**** Text to read ****

The CFPB is directing its examiners to apply the Consumer Financial Protection Act’s unfairness standard to conduct considered to be discriminatory whether or not it is covered by the Equal Credit Opportunity Act (such as in connection with denying access to a checking account). Under the CFPA, an act or practice is “unfair” if (1) it causes or is likely to cause substantial injury to consumers, (2) the injury is not reasonably avoidable by consumers, and (3) the injury is not outweighed by countervailing benefits to consumers or competition. In its press release, the CFPB states:
The CFPB will examine for discrimination in all consumer finance markets, including credit, servicing, collections, consumer reporting, payments, remittances, and deposits. CFPB examiners will require supervised companies to show their processes for assessing risks and discriminatory outcomes, including documentation of customer demographics and the impact of products and fees on different demographic groups. CFPB examiners will look at how companies test and monitor their decision-making processes for unfair discrimination, as well as discrimination under ECOA.

**** Dataset records ****

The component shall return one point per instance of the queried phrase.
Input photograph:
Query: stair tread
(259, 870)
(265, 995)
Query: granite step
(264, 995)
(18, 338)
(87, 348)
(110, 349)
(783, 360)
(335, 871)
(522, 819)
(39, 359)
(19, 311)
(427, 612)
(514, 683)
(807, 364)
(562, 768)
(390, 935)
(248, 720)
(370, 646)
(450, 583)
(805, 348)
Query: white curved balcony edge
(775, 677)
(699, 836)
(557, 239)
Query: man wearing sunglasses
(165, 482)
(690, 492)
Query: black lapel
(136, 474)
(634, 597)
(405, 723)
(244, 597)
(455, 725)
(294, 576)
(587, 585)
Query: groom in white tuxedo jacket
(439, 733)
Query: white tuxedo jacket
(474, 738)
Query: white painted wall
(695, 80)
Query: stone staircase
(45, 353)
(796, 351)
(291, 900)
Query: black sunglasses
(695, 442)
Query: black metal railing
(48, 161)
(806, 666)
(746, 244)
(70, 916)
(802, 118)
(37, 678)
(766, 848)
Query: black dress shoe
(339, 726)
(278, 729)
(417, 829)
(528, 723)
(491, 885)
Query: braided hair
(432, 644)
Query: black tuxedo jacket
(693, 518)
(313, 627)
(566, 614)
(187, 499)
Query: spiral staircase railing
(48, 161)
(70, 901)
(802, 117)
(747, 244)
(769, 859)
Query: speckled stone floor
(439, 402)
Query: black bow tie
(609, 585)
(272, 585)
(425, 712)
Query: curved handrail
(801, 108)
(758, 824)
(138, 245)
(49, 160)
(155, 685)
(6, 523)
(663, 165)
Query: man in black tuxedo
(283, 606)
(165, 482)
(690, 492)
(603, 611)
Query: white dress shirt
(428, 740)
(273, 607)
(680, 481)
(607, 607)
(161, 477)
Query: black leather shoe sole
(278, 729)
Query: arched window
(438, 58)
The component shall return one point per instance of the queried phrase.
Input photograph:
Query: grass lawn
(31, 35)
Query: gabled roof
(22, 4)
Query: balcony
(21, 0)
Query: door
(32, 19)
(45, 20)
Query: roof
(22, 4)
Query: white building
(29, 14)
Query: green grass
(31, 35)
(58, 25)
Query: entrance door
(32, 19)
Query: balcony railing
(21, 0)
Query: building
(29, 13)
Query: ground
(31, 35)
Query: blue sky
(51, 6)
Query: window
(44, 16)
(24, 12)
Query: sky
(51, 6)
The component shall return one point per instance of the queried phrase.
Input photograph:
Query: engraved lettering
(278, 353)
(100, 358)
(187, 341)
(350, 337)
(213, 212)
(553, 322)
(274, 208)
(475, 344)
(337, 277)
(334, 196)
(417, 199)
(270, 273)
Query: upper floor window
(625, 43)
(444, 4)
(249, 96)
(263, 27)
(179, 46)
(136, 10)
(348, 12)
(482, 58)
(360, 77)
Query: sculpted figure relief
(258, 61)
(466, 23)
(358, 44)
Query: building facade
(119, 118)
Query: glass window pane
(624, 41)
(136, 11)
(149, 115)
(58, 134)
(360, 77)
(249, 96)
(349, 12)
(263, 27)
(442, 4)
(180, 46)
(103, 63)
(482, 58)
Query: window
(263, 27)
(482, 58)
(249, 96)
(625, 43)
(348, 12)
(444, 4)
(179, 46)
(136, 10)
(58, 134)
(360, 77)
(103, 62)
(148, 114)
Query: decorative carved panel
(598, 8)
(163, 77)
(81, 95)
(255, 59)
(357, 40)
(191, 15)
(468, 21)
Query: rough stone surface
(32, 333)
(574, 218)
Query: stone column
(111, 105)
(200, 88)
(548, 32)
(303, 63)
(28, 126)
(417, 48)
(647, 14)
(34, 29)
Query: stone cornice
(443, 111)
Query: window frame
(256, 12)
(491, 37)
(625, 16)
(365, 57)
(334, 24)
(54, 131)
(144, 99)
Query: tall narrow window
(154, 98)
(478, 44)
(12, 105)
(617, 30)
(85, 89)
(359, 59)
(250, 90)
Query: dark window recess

****

■ To be done
1. According to the text on the CFPB's unfairness standard, what is one example of conduct that may fall outside the Equal Credit Opportunity Act?
2. Decide whether each statement agrees with the text on the CFPB's unfairness standard. Answer yes or no, and quote the words from the text that settle it.
(a) The CFPB will examine for discrimination only in credit markets.
(b) Examiners will require supervised companies to show documentation of customer demographics.
(c) Under the CFPA, a practice is unfair when its injury is outweighed by countervailing benefits to consumers or competition.
3. Pick up the text on the CFPB's unfairness standard after its final sentence and write the next part.

■ Results of the tasks
1. Denying access to a checking account.

2.
(a) No: "The CFPB will examine for discrimination in all consumer finance markets, including credit, servicing, collections, consumer reporting, payments, remittances, and deposits."
(b) Yes: "including documentation of customer demographics"
(c) No: "the injury is not outweighed by countervailing benefits to consumers or competition"

3.
- In determining through discussions with management and a review of available information whether an entity’s internal controls are adequate to prevent UDAAPs, the issues examiners are directed to consider are expanded to include whether:
- The entity has established policies and procedures to mitigate potential UDAAP concerns arising from the use of its decision-making processes, including discrimination;
- The entity’s policies, procedures, and practices do not target or exclude consumers from products or services, or offer different terms and conditions, in a discriminatory manner; and
- The entity has appropriate training for customer service personnel to prevent discrimination.
- The process for identifying areas for potential transaction testing is expanded to direct examiners to determine whether:
- The entity improperly gives inferior terms to one customer demographic as compared to other customer demographics;
- The entity improperly offers or provides more products or services to one customer demographic as compared to other customer demographics;
- Customer service representatives improperly treat customers of certain demographics worse or provide extra assistance or exceptions to customers of certain demographics;
- The entity engages in targeted advertising or marketing in a discriminatory way;
- The entity uses decision-making processes in its eligibility determinations, underwriting, pricing, servicing, or collections that result in discrimination; and
- The entity fails to evaluate and make necessary adjustments and corrections to prevent discrimination.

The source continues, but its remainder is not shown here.